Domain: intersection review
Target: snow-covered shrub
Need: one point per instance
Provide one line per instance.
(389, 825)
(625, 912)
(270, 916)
◆ ◆ ◆ ◆
** Directions **
Rewrite the listing with "instance" renamed to "object" throughout, keeping every other line and word unchanged.

** Exercise response **
Domain: intersection review
Target: snow-covered shrub
Need: one point per object
Provide one line per object.
(389, 825)
(625, 912)
(270, 916)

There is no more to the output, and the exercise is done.